### Zu bearbeitende Aufgaben
- a) Schreiben Sie aus dem Lesetext die Passage zwischen „Im Sommer 2015“ und „Provinz Shaanxi leben.“ wortgetreu ab, beide Stellen eingeschlossen.
- b) In welcher Provinz lag laut Lesetext das abgelegene Dorf, in dem Gao nach seiner Entlassung bei seinem Bruder leben musste?
- c) Führen Sie alle Jahreszahlen auf, die im Lesetext genannt werden.

### Lesetext
_____
Im Sommer 2015 gingen die chinesischen Behörden mit grosser Härte gegen unabhängige Anwältinnen und Anwälte vor. Sie verhafteten Dutzende allein ­deshalb, weil sie Mandate von Regimekritikern angenommen hatten. Seither hält die Repression unvermindert an. Ein Opfer ist der in China sehr bekannte Menschenrechtsanwalt Gao Zhisheng. Er war bereits früher jahrelang in Haft, weil er sich für Gewissens­gefangene einsetzte und die willkürliche Repression in China öffentlich anklagte. 2014 wurde er aus dem Gefängnis entlassen. Anschliessend musste er unter strenger Bewachung bei seinem Bruder in ­einem abgelegenen Dorf in der Provinz Shaanxi leben. 

2016 beschrieb Gao in einem Buch über Folter, ­Misshandlung und Haftbedingungen auch die Lebens­umstände nach seiner Haftentlassung. So hatten es ihm die Behörden unter anderem untersagt, sein Dorf zur medizinischen Behandlung zu verlassen.

Am 13. August 2017 wurde Gao wieder von der Polizei aus seiner Wohnung abgeführt. Seither fehlt von ihm jede Spur. Seinen Verwandten wurde drei Wochen später mitgeteilt, er sei nach Peking ­gebracht worden. Reporter von Radio Free Asia ­erhielten dagegen die Information, er befinde sich in Gewahrsam der Behörden in seiner Heimatregion. Bis heute haben seine Familienangehörigen weder weitere Informationen noch eine Bestätigung der ­Inhaftierung erhalten. Es wurde weder formell Anklage erhoben noch ein Gerichtsverfahren eingeleitet. 

Gao befand sich bereits 2010 und 2011 in einer ähnlichen Lage. Er galt für 20 Monate als ­ver­­schwunden. Damals wurde er eigenen Angaben zufolge wiederholt gefoltert. Amnesty International befürchtet, dass ihm auch jetzt wieder Folter droht. Die Menschenrechtsorganisation hat im April 2019 eine weltweite Urgent Action lanciert, in der die chinesischen Behörden dringend aufgefordert werden, den Aufenthaltsort Gaos bekannt zu geben und ihn umgehend freizulassen.
_____
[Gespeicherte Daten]
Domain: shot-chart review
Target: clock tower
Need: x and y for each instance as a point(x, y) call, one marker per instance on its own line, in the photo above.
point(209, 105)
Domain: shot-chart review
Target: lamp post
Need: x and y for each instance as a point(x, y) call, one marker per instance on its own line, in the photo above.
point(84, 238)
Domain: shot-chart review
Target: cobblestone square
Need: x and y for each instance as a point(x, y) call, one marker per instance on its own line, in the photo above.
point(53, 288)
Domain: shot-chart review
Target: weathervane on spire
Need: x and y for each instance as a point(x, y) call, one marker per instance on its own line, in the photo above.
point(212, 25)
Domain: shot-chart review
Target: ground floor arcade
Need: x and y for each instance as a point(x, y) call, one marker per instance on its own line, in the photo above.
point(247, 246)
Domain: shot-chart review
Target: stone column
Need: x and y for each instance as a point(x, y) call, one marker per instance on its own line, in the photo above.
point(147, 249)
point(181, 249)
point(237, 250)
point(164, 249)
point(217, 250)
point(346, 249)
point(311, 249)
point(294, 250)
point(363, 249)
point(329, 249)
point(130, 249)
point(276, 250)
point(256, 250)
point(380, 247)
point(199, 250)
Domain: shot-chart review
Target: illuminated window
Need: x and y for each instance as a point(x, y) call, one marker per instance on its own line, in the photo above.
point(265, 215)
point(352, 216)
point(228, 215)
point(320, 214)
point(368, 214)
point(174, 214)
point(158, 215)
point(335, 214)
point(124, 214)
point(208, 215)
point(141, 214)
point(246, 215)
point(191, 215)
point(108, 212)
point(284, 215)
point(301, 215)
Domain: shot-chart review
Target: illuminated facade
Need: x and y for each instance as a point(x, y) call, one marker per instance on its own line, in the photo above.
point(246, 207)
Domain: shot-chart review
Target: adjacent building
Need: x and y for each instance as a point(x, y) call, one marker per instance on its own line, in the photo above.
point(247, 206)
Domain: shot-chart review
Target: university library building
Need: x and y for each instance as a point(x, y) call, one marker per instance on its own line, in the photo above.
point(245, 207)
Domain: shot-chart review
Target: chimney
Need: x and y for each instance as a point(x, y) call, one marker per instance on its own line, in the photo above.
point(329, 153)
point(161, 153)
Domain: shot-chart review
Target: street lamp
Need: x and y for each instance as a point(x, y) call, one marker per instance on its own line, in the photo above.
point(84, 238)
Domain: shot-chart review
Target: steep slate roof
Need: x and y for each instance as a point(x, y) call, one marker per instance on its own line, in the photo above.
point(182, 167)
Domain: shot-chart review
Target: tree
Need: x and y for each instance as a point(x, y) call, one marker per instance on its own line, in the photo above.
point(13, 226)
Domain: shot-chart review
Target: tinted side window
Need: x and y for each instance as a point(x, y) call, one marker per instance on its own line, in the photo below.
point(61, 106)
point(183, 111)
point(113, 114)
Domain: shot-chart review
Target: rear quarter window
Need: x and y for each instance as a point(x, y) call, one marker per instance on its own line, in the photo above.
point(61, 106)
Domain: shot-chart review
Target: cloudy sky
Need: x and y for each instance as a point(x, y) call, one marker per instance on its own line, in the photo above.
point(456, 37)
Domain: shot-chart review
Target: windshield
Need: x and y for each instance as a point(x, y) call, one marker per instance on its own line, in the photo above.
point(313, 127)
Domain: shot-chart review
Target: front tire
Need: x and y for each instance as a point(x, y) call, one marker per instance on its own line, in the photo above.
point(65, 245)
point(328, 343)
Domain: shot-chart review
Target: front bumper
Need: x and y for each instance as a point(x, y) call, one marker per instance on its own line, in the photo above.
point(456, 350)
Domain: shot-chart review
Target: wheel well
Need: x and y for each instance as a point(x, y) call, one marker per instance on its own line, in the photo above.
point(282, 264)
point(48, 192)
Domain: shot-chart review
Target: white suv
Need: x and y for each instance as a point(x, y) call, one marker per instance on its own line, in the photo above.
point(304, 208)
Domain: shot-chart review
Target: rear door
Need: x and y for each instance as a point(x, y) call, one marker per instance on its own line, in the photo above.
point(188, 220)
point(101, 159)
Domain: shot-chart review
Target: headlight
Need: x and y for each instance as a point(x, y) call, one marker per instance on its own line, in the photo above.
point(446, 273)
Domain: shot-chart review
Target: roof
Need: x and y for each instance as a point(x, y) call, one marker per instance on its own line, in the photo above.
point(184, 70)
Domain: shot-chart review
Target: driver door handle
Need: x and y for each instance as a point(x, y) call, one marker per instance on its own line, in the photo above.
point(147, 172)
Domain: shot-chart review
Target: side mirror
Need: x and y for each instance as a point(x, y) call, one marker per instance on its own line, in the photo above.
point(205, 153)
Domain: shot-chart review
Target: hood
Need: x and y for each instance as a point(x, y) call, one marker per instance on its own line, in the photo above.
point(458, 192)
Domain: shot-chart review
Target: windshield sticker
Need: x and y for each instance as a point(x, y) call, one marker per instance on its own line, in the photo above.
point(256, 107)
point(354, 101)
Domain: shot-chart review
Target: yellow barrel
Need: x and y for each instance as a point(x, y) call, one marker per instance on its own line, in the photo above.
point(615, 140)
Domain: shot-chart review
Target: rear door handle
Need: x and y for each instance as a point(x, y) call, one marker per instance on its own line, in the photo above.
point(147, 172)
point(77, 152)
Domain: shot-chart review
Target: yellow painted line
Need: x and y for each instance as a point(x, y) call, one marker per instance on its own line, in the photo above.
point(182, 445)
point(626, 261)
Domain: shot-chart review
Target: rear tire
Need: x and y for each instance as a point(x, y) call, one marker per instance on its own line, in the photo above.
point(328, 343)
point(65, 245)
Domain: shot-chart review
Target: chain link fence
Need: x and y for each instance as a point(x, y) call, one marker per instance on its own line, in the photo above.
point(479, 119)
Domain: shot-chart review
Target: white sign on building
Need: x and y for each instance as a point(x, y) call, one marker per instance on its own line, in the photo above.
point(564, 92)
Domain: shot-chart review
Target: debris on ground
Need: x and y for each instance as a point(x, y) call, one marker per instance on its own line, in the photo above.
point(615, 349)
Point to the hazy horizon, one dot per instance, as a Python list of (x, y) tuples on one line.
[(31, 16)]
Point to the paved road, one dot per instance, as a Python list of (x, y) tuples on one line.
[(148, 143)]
_____
### Lösungen
- a)
Im Sommer 2015 gingen die chinesischen Behörden mit grosser Härte gegen unabhängige Anwältinnen und Anwälte vor. Sie verhafteten Dutzende allein ­deshalb, weil sie Mandate von Regimekritikern angenommen hatten. Seither hält die Repression unvermindert an. Ein Opfer ist der in China sehr bekannte Menschenrechtsanwalt Gao Zhisheng. Er war bereits früher jahrelang in Haft, weil er sich für Gewissens­gefangene einsetzte und die willkürliche Repression in China öffentlich anklagte. 2014 wurde er aus dem Gefängnis entlassen. Anschliessend musste er unter strenger Bewachung bei seinem Bruder in ­einem abgelegenen Dorf in der Provinz Shaanxi leben.

- b) In der Provinz Shaanxi.

- c) 2015, 2014, 2016, 2017, 2010, 2011, 2019